┌─ Page text

Will the Fiscal Donkey Fly?
Will Barack Obama become a “one-termer” like somewhat recent Presidents, Democrat Jimmy Carter (1977-1981) and Republican George H.W. Bush #41 (1989-1993)? Or will Obama get the Democratic donkey off the ground like Bill Clinton managed to do after the 1994 mid-term election when Republican Newt Gingrich spearheaded the Contract with America, which led to a similar Republican majority in the House of Representatives. Clinton’s approval ratings were in the dumps at the time, comparable to voter’s current lackluster opinion of Obama and his spending spree (see also Profitless Healthcare).
Similarly, Republican Ronald Reagan (1981-1989) was picking up the pieces with his lousy approval rating after the 1982 midterm election. Tax cuts, “trickle-down” supply side economics, and a tough stance on the Russian Cold War turned around the economy and his approval rating and catapulted him to reelection in a landslide victory. Reagan carried 49 states with the help of Reagan Democrats (one-quarter of registered Democrats voted for him).
One should be clear though, popularity is not the only factor that plays into reelection success. George H. W. Bush had the highest average approval rating in five decades (60.9% approval), only superseded by John F. Kennedy (70.1% approval). The economy, international politics, and other external factors also play a large role in the reelection process.
Flying Donkey Time?

└─
┌─ Data listing

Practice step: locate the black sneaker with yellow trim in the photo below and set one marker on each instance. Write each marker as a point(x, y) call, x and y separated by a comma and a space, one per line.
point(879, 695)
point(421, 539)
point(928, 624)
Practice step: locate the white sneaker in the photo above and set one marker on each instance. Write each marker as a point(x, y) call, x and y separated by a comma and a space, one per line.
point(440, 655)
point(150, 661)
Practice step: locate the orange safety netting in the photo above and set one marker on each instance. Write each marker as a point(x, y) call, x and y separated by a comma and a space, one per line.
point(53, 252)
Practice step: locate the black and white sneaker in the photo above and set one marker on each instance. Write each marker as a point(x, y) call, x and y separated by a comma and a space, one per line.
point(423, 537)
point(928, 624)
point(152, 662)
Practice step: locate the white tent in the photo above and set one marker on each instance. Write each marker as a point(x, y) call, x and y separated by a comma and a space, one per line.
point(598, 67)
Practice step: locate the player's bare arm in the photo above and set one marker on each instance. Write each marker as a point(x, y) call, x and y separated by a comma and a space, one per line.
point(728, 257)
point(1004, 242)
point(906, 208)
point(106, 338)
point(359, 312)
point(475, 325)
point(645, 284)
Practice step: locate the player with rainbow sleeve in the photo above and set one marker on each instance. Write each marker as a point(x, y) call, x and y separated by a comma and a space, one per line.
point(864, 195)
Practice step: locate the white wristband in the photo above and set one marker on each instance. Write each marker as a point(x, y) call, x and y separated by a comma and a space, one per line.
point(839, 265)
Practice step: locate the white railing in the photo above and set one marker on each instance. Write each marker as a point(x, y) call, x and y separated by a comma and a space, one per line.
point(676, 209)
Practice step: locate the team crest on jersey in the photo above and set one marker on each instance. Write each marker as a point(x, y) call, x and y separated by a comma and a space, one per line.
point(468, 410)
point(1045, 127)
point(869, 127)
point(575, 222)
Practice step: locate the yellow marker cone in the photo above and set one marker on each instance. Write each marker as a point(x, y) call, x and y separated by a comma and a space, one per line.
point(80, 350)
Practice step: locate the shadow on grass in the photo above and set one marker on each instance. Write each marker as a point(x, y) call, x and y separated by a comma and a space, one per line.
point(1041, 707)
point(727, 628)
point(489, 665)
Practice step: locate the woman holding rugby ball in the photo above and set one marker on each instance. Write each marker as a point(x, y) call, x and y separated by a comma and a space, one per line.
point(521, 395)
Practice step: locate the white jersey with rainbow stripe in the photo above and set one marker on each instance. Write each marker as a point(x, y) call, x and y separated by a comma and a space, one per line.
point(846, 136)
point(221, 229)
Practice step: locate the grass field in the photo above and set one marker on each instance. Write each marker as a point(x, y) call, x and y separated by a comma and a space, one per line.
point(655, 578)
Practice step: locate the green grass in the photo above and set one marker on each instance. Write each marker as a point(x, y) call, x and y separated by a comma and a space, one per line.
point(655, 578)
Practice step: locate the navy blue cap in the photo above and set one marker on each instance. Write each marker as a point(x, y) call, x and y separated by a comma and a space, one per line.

└─

- Task list -
a) In the article on presidential reelection, what share of registered Democrats voted for Ronald Reagan?
b) Using the article on presidential reelection, explain how Reagan recovered from his low approval rating after the 1982 midterm election.

- Correct answers -
a) One-quarter of registered Democrats voted for him.

b) Tax cuts, "trickle-down" supply-side economics, and a tough stance on the Cold War turned around both the economy and his approval rating. That recovery carried him to a landslide reelection in which he won 49 states with the help of Reagan Democrats.